**LAVORO DA SVOLGERE:**
1. Ripeti alla lettera la parte dell'intervista a Eneri Taraj che inizia con "Gioco a calcio" e termina con "per 3 anni.".
2. Disponi tutte le righe dell'elenco, non quelle dell'intervista a Eneri Taraj, in una lista numerata, omettendo le righe vuote.

**BRANO DA LEGGERE:**
Archivio blog

giovedì 20 febbraio 2020



A CURA DI PAOLO RADI 






UNA CONVERSAZIONE
     

     
 CON  






ENERI   
TARAJ 






Eneri questa è la presentazione, puoi vedere se è tutto ok? Poi ci sono le domande, dopo avermi scritto le risposte, puoi inviarmi alcune foto, ciao e grazie.


Eneri Taraj 8.5.96 è nato a Valona (Albania) a 1 anno e mezzo si trasferisce in Italia con la sua famiglia, per un breve periodo ha vissuto a Frosinone, poi si è trasferito definitivamente a Pontedera all’ età di 3 anni. 

Gioco a calcio per divertirsi, ha iniziato vicino casa alla Bellaria Cappuccini fino a quando all’età di 16 anni non va a giocare nella Pecciolese, dopo 6 mesi di juniores, milita in prima squadra in promozione per 3 anni.

Successivamente grazie a un suo caro allenatore approda in Eccellenza a Pietrasanta e da lì cambia diverse squadre, sempre in eccellenza, come: Cenaia, Fucecchio, Cecina, Camaiore, in questo momento è di nuovo al Fucecchio.












La prima domanda è un classico: quando ha scoperto che il calcio sarebbe diventato la sua più grande passione?

Penso... da quando sono nato, anzi ne sono sicuro, ricordo ancora una foto da piccino con un pallone che stringevo forte, poi crescendo il calcio è diventata la mia vera felicità.





I suoi genitori hanno cercato di assecondarla, oppure le hanno detto la classica frase: “...non sarebbe meglio che pensassi allo studio?”

Record di un dataset
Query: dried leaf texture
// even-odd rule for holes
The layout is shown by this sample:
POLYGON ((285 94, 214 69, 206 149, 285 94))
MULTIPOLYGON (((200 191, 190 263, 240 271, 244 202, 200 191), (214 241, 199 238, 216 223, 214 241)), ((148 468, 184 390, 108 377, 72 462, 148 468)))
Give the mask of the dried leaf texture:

**RISULTATI FINALI:**
1.
Gioco a calcio per divertirsi, ha iniziato vicino casa alla Bellaria Cappuccini fino a quando all’età di 16 anni non va a giocare nella Pecciolese, dopo 6 mesi di juniores, milita in prima squadra in promozione per 3 anni.

2.
1. Query: dried leaf texture
2. // even-odd rule for holes
3. The layout is shown by this sample:
4. POLYGON ((285 94, 214 69, 206 149, 285 94))
5. MULTIPOLYGON (((200 191, 190 263, 240 271, 244 202, 200 191), (214 241, 199 238, 216 223, 214 241)), ((148 468, 184 390, 108 377, 72 462, 148 468)))
6. Give the mask of the dried leaf texture:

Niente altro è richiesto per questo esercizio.